----- MATERIAL SHOWN

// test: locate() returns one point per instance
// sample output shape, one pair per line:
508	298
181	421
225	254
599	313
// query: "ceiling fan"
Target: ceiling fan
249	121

----------

* WHAT THE TASK REQUIRES *
Transcribe the material above. Change nothing in it.

* SOLUTION *
// test: locate() returns one point per instance
// sample output shape, one pair per line:
508	298
181	421
225	254
599	313
// query: "ceiling fan"
Target: ceiling fan
249	121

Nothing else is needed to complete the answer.